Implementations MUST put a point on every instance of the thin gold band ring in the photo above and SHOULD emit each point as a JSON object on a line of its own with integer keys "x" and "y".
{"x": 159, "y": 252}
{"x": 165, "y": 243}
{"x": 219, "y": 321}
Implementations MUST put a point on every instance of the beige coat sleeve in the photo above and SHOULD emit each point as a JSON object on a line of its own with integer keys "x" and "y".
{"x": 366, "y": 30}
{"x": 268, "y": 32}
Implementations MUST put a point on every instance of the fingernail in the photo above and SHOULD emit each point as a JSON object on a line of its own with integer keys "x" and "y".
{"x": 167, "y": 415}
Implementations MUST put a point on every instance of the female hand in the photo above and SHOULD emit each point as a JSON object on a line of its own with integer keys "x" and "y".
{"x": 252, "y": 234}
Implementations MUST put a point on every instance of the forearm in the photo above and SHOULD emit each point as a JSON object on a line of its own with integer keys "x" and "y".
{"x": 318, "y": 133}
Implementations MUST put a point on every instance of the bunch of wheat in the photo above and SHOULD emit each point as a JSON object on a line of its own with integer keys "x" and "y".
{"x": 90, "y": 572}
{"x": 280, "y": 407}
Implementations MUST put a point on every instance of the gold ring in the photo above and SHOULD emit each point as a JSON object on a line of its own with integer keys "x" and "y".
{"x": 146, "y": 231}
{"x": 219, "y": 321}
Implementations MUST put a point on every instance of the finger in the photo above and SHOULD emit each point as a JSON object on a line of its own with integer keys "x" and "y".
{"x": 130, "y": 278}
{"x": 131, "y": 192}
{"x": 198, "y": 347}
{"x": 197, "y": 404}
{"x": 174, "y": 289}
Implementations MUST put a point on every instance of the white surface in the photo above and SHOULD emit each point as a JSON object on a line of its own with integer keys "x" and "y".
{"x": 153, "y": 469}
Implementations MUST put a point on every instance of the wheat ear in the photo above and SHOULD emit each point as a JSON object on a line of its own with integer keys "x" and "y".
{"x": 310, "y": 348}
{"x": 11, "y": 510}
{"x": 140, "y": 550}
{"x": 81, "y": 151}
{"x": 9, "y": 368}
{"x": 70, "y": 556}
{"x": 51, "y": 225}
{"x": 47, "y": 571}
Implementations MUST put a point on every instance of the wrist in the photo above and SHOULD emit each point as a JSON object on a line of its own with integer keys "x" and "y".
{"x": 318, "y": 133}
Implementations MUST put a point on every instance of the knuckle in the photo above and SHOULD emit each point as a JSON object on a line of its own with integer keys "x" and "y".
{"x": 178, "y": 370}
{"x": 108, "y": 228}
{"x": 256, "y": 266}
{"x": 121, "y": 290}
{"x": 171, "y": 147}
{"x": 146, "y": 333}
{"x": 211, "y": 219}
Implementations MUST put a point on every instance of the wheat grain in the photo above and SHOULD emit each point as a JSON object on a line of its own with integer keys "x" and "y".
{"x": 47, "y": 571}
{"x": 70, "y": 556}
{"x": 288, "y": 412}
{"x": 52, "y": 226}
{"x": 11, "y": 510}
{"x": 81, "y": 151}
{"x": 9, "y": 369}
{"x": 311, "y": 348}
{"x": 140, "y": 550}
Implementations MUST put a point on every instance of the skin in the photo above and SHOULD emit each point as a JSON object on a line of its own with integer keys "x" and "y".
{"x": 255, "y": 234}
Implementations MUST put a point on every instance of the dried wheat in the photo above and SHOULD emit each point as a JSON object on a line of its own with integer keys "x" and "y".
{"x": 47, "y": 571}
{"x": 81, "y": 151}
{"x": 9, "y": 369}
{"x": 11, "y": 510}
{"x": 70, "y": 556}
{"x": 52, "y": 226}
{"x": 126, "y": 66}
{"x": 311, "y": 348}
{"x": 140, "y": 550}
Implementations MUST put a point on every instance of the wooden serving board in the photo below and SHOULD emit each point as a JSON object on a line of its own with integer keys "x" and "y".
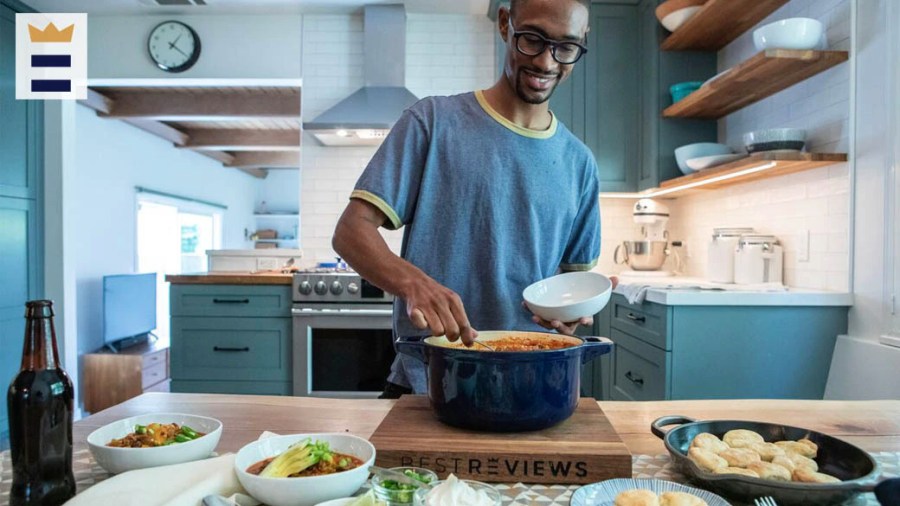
{"x": 582, "y": 449}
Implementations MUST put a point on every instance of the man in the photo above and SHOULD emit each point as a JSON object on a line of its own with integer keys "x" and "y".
{"x": 493, "y": 192}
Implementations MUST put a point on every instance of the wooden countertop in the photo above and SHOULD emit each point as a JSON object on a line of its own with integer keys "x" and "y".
{"x": 232, "y": 278}
{"x": 871, "y": 425}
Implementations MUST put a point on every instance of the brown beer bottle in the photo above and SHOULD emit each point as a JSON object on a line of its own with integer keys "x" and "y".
{"x": 40, "y": 401}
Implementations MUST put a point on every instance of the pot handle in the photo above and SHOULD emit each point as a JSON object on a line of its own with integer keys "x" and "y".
{"x": 659, "y": 423}
{"x": 593, "y": 347}
{"x": 414, "y": 346}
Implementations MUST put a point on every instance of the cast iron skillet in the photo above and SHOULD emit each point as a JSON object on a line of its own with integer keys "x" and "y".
{"x": 854, "y": 467}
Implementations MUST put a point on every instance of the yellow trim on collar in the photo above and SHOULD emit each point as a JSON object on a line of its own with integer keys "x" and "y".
{"x": 382, "y": 206}
{"x": 527, "y": 132}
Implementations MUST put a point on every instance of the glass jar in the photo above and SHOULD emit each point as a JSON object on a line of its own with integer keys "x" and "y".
{"x": 399, "y": 493}
{"x": 720, "y": 258}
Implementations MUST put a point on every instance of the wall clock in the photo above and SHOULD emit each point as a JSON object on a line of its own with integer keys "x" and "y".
{"x": 173, "y": 46}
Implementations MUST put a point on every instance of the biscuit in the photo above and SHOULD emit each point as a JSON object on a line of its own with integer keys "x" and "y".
{"x": 707, "y": 460}
{"x": 737, "y": 470}
{"x": 636, "y": 497}
{"x": 767, "y": 451}
{"x": 807, "y": 476}
{"x": 808, "y": 450}
{"x": 709, "y": 442}
{"x": 739, "y": 457}
{"x": 680, "y": 499}
{"x": 770, "y": 471}
{"x": 741, "y": 438}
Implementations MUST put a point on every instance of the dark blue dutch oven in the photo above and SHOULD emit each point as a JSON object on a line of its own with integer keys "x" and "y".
{"x": 504, "y": 391}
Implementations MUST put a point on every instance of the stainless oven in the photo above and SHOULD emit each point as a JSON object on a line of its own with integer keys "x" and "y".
{"x": 342, "y": 337}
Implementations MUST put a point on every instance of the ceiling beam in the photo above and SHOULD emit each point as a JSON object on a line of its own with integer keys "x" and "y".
{"x": 213, "y": 106}
{"x": 243, "y": 140}
{"x": 266, "y": 159}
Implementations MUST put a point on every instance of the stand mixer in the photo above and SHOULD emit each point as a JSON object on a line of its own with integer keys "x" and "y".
{"x": 645, "y": 257}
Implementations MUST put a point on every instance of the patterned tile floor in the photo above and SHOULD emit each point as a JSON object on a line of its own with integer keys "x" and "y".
{"x": 88, "y": 473}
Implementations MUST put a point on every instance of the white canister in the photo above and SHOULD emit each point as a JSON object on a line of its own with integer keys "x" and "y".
{"x": 720, "y": 254}
{"x": 758, "y": 259}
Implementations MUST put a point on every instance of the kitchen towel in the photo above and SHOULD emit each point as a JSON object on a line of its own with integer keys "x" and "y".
{"x": 176, "y": 485}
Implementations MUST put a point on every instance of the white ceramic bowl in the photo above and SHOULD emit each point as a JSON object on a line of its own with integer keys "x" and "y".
{"x": 568, "y": 296}
{"x": 698, "y": 150}
{"x": 119, "y": 460}
{"x": 674, "y": 20}
{"x": 792, "y": 33}
{"x": 305, "y": 491}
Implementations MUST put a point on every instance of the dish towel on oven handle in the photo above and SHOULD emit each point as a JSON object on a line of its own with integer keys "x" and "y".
{"x": 175, "y": 485}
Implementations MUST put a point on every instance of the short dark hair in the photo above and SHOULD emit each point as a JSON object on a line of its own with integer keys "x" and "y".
{"x": 514, "y": 3}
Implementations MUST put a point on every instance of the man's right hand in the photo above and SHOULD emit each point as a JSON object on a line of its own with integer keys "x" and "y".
{"x": 433, "y": 306}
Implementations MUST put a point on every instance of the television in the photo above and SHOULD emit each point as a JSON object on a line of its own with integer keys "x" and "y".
{"x": 129, "y": 308}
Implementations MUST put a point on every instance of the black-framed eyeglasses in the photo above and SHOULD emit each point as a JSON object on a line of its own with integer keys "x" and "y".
{"x": 533, "y": 44}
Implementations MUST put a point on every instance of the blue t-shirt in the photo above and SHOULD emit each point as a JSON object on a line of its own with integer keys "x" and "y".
{"x": 488, "y": 208}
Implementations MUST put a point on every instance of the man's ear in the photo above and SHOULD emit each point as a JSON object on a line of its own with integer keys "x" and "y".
{"x": 503, "y": 22}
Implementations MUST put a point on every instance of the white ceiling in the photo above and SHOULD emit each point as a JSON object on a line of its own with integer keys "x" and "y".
{"x": 110, "y": 7}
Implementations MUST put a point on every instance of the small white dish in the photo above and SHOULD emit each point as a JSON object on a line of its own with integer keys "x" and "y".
{"x": 792, "y": 33}
{"x": 309, "y": 490}
{"x": 707, "y": 162}
{"x": 119, "y": 460}
{"x": 605, "y": 492}
{"x": 568, "y": 296}
{"x": 673, "y": 21}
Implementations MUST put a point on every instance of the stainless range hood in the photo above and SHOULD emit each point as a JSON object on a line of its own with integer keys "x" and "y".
{"x": 365, "y": 117}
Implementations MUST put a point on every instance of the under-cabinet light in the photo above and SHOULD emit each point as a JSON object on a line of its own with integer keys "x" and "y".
{"x": 688, "y": 186}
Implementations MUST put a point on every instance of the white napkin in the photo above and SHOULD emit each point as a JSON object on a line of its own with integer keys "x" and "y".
{"x": 176, "y": 485}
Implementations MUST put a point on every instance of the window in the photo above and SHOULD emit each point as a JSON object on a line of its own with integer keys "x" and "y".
{"x": 173, "y": 235}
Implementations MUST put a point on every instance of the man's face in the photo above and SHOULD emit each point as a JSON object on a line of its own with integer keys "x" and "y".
{"x": 535, "y": 77}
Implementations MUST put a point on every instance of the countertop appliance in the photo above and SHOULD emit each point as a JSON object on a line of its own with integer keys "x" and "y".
{"x": 646, "y": 256}
{"x": 342, "y": 334}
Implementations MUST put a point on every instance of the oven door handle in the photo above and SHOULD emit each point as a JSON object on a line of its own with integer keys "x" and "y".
{"x": 342, "y": 312}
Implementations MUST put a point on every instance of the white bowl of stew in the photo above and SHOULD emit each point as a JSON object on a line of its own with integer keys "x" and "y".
{"x": 304, "y": 490}
{"x": 118, "y": 459}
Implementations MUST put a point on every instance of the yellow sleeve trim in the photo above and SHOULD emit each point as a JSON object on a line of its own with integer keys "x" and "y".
{"x": 579, "y": 267}
{"x": 382, "y": 206}
{"x": 527, "y": 132}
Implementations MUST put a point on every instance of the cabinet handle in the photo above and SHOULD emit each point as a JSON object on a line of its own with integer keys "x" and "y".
{"x": 634, "y": 318}
{"x": 637, "y": 380}
{"x": 226, "y": 348}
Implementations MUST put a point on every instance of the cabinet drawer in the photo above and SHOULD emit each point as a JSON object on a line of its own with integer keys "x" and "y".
{"x": 153, "y": 359}
{"x": 647, "y": 322}
{"x": 153, "y": 375}
{"x": 640, "y": 370}
{"x": 233, "y": 387}
{"x": 230, "y": 300}
{"x": 231, "y": 349}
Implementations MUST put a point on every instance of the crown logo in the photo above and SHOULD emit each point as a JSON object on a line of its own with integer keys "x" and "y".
{"x": 50, "y": 33}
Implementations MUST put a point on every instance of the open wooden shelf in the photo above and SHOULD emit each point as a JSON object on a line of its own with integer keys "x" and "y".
{"x": 765, "y": 74}
{"x": 718, "y": 23}
{"x": 785, "y": 163}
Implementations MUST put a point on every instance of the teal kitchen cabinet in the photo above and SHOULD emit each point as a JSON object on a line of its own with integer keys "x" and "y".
{"x": 21, "y": 202}
{"x": 658, "y": 71}
{"x": 231, "y": 339}
{"x": 722, "y": 352}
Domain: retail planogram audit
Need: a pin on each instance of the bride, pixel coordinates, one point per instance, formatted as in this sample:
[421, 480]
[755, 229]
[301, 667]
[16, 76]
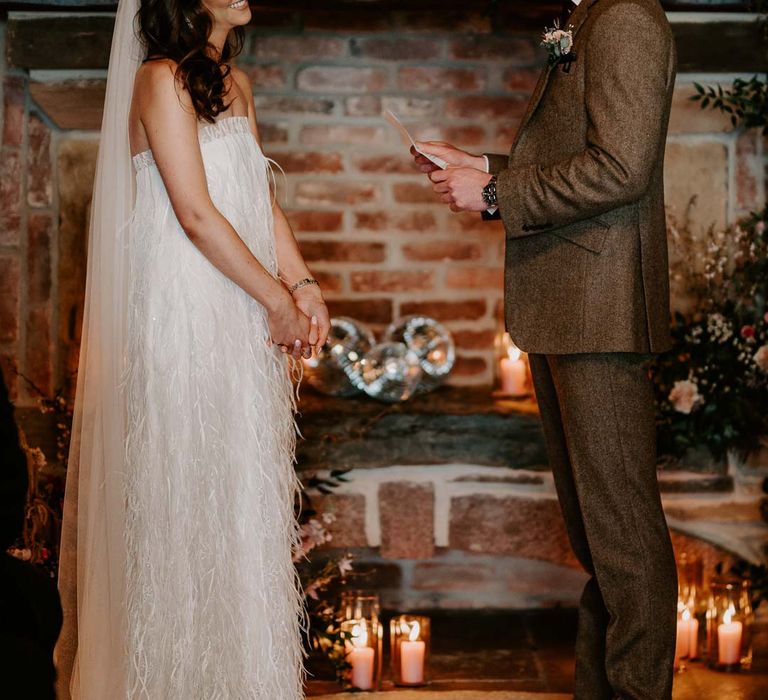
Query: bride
[176, 569]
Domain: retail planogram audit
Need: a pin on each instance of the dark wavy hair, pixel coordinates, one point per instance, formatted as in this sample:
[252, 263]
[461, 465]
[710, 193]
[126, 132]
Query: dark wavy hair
[179, 30]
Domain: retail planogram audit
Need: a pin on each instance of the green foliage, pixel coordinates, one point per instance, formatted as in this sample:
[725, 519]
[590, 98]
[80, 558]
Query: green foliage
[717, 352]
[757, 575]
[746, 102]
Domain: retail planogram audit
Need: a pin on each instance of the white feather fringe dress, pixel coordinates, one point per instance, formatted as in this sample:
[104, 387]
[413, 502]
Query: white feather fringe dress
[213, 607]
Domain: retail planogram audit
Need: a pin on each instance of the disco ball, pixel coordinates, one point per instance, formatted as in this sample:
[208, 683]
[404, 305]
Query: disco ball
[390, 372]
[332, 369]
[433, 344]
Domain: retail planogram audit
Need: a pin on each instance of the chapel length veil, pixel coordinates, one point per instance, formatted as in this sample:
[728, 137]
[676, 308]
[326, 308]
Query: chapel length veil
[90, 655]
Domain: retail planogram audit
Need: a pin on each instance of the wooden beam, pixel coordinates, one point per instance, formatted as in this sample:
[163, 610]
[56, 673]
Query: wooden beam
[82, 40]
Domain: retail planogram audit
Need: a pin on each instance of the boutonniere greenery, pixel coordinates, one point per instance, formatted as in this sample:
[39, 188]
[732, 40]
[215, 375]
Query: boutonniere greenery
[559, 45]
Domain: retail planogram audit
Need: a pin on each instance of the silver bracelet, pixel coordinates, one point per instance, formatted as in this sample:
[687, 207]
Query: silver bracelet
[302, 283]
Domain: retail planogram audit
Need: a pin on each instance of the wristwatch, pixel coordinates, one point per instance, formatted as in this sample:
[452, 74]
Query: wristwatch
[489, 193]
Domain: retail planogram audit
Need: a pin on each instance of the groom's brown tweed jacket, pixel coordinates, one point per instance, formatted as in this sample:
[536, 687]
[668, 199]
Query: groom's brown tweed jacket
[582, 193]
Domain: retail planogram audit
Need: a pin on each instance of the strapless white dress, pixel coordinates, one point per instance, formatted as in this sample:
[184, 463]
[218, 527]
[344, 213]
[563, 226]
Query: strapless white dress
[213, 605]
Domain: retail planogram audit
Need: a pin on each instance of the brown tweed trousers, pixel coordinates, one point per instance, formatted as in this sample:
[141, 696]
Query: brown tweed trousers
[581, 196]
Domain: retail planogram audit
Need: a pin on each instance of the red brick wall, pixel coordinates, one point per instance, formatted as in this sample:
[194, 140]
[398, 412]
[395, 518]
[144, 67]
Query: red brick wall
[367, 221]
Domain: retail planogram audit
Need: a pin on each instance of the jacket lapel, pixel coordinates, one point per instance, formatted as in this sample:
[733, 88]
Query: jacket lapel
[575, 22]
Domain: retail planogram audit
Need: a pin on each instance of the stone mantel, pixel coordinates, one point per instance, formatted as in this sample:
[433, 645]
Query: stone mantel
[450, 425]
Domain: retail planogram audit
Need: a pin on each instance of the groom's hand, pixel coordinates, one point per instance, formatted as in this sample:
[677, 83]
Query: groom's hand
[449, 153]
[461, 188]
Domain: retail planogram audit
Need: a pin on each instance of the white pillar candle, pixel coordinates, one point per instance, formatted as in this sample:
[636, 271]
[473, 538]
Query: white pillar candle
[361, 659]
[683, 639]
[729, 643]
[513, 373]
[412, 661]
[693, 638]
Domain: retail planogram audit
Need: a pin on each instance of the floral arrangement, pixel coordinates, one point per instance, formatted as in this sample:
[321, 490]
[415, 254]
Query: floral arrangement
[712, 388]
[320, 584]
[558, 43]
[39, 543]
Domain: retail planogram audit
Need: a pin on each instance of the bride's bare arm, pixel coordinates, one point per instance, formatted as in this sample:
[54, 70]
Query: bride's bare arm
[289, 258]
[171, 126]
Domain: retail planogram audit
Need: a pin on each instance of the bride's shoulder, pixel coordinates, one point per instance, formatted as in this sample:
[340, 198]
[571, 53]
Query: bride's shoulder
[158, 80]
[157, 73]
[240, 77]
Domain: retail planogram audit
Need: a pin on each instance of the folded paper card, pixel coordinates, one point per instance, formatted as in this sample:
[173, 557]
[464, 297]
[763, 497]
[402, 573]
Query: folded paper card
[408, 140]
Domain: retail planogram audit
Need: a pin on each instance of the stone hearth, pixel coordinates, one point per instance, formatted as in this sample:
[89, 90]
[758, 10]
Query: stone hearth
[450, 502]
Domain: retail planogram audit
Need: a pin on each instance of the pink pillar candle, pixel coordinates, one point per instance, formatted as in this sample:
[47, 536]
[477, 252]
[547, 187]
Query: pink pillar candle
[729, 643]
[683, 638]
[513, 376]
[412, 661]
[693, 638]
[361, 659]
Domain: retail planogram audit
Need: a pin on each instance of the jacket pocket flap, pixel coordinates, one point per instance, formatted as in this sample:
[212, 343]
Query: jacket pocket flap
[589, 234]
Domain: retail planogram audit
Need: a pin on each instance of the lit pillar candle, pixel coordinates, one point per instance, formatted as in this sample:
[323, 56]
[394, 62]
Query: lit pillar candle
[683, 638]
[412, 653]
[693, 638]
[361, 658]
[513, 371]
[729, 639]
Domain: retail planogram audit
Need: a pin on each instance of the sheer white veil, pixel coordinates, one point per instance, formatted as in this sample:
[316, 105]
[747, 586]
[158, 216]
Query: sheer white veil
[90, 655]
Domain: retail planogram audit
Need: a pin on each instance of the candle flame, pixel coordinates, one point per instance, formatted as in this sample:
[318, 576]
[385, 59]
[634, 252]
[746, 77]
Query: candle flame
[513, 352]
[728, 615]
[413, 635]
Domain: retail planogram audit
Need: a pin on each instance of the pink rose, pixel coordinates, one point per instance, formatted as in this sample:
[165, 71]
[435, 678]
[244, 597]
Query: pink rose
[748, 332]
[761, 358]
[685, 396]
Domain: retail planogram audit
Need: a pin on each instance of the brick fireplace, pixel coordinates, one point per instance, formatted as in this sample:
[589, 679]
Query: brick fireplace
[443, 528]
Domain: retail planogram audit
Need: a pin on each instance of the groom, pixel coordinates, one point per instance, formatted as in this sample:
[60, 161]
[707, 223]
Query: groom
[582, 200]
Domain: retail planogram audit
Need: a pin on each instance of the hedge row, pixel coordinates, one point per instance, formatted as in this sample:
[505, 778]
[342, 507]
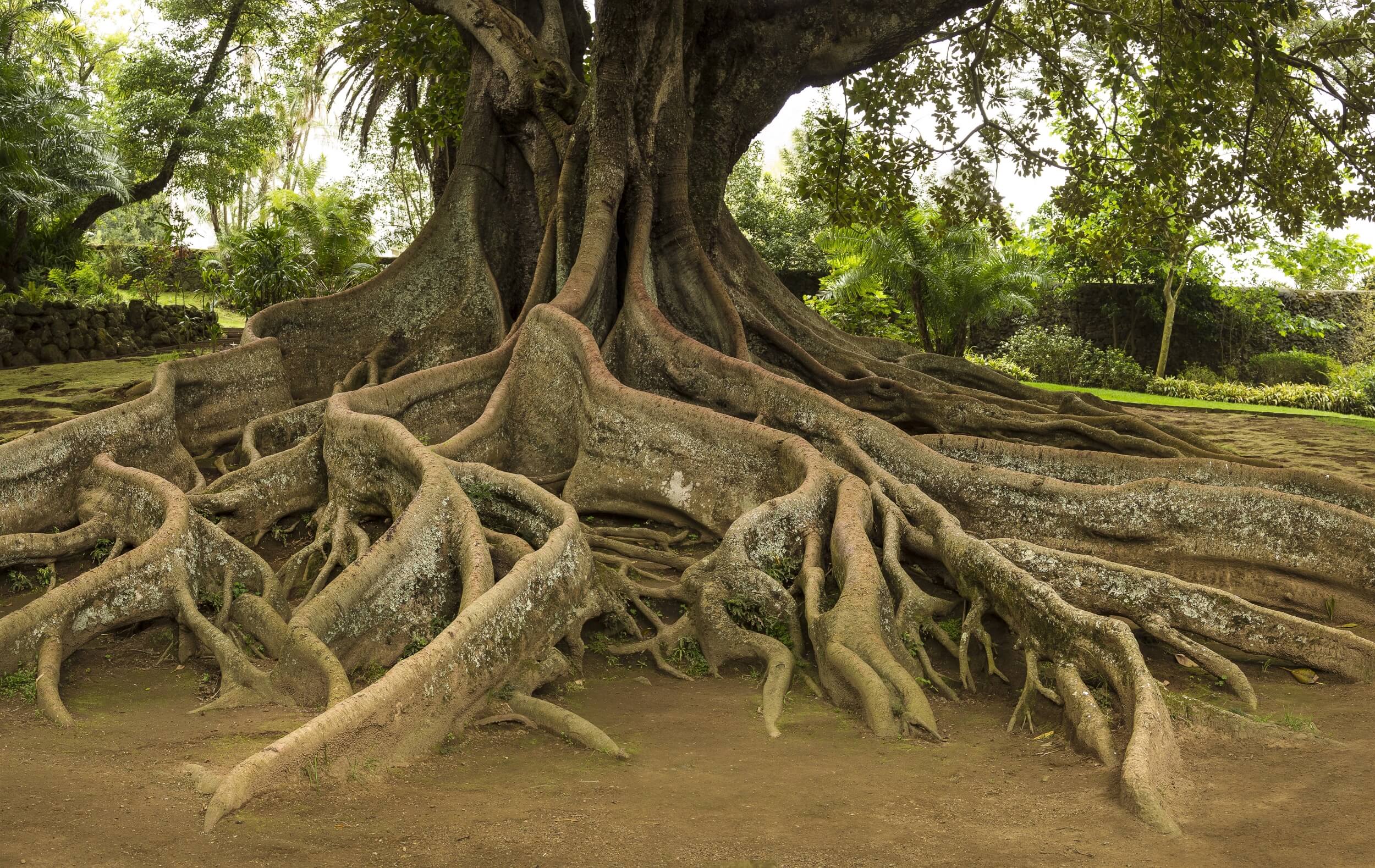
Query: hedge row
[1305, 396]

TASK BRIEF:
Pull out each line of the rows above that contains the word "bracelet", treating uppercase and lowercase as different.

THE RESPONSE:
Need: a pin on each instance of the silver bracelet, pixel coordinates, one point per instance, formatted as in this sample:
Query: silver bracelet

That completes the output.